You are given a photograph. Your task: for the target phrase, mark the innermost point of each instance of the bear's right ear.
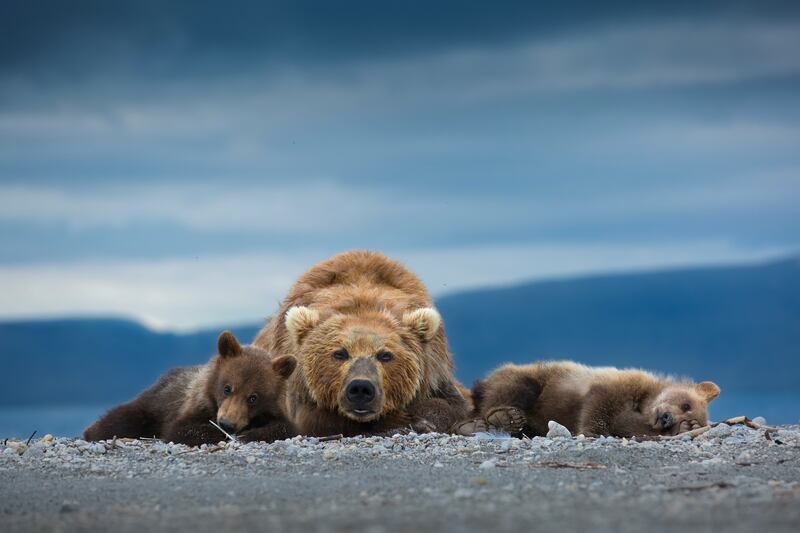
(227, 345)
(284, 365)
(424, 322)
(299, 321)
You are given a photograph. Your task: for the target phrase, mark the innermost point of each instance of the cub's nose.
(360, 391)
(227, 425)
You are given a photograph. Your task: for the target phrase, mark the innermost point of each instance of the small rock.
(97, 448)
(462, 494)
(556, 430)
(69, 508)
(717, 432)
(488, 464)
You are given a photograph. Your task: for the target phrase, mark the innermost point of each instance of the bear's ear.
(299, 321)
(284, 365)
(423, 322)
(708, 390)
(227, 345)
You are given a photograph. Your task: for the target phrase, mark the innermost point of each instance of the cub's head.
(365, 365)
(681, 402)
(247, 384)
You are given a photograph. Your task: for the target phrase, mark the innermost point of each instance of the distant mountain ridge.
(739, 326)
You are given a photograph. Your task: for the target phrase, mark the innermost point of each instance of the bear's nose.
(227, 425)
(360, 391)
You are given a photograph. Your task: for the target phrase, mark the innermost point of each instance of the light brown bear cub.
(594, 401)
(242, 388)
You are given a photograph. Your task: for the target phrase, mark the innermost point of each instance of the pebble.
(488, 464)
(717, 432)
(129, 458)
(556, 430)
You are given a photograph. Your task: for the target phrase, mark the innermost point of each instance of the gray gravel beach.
(733, 478)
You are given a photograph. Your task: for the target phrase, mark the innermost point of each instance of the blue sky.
(181, 163)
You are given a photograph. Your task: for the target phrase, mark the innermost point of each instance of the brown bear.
(372, 350)
(241, 388)
(594, 401)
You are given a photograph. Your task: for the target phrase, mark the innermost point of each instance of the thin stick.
(231, 437)
(330, 437)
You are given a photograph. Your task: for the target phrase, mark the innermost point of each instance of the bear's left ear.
(424, 322)
(284, 365)
(299, 321)
(708, 390)
(227, 345)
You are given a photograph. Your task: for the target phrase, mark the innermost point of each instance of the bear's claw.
(509, 419)
(470, 427)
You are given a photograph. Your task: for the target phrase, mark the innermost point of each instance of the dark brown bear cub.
(594, 401)
(242, 388)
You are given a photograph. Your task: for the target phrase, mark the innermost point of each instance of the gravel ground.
(732, 477)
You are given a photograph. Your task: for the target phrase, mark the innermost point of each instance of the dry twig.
(231, 437)
(330, 437)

Objective:
Your task is to copy the entries in full and exactly, without any images.

Correct result:
You are given a photograph. Your task: for the target phrase, mark the innermost point of each instance of the bear's right ear.
(227, 345)
(284, 365)
(424, 322)
(299, 321)
You are given a photograph. Your task: for the target phrase, mark the innermost point of each instance of the cub's nose.
(360, 391)
(227, 425)
You are given a photograph. Your task: for the target phrase, mark the innermost point of each instance of the small rock.
(97, 448)
(462, 494)
(556, 430)
(69, 508)
(717, 432)
(488, 464)
You are given a photograph. Your task: for the target phrase, mark the innermost point of each instance of the bear's ear.
(299, 321)
(284, 365)
(423, 322)
(708, 390)
(227, 345)
You are given a photograph. Your task: for the target phrase, mark the innermost point of each instance of the cub's head.
(365, 365)
(681, 402)
(247, 384)
You are given a photograph. Your task: for the target phrase, mark the innermost point of each instance of the distant mountain ridge.
(739, 326)
You are given a photograph. Your task: for the target phrase, mark the innermost point of each instance of the bear's nose.
(227, 425)
(360, 391)
You are given a photograph. Your task: for the target phrase, mark the innermost point of each instance of the light brown bear cub.
(594, 401)
(242, 388)
You are given a photograph. Your task: for the target phrase, mark the innermost point of each instance of the pebble.
(488, 464)
(717, 432)
(129, 458)
(556, 430)
You are given a photograph. Your task: for the target phrase, mark the innermost point of each instance of the gray gravel beach.
(733, 478)
You are given a photograph. Your task: for the target phrase, mark the innermost point of each instance of the blue sky.
(181, 163)
You are given a photograph. Your task: for the target phrase, mark the innermost point of each instance of the brown bear.
(372, 350)
(241, 388)
(594, 401)
You are given a photograph. Your task: for the target phrase, mark the innermost point of each instance of the thin stick.
(231, 437)
(330, 437)
You are given a photograph. Your task: for the target phrase, mark the innermost point of each instance of the bear's left ear.
(424, 322)
(284, 365)
(299, 321)
(708, 390)
(227, 345)
You are given a photograph. Your task: for the target phrase, mark the innermost point of each instance of the bear's claw.
(509, 419)
(470, 427)
You are given a photograph. Your task: for the target phrase, mark the innermost point of each instance of the dark brown bear cub.
(594, 401)
(242, 388)
You are given a photograph. Your task: for the target phrase, mark the innermost point of each instance of the gravel ground.
(732, 477)
You are given a photograph. Your task: for the target phrase, mark the innermost point of each instance of the dry twig.
(231, 437)
(330, 437)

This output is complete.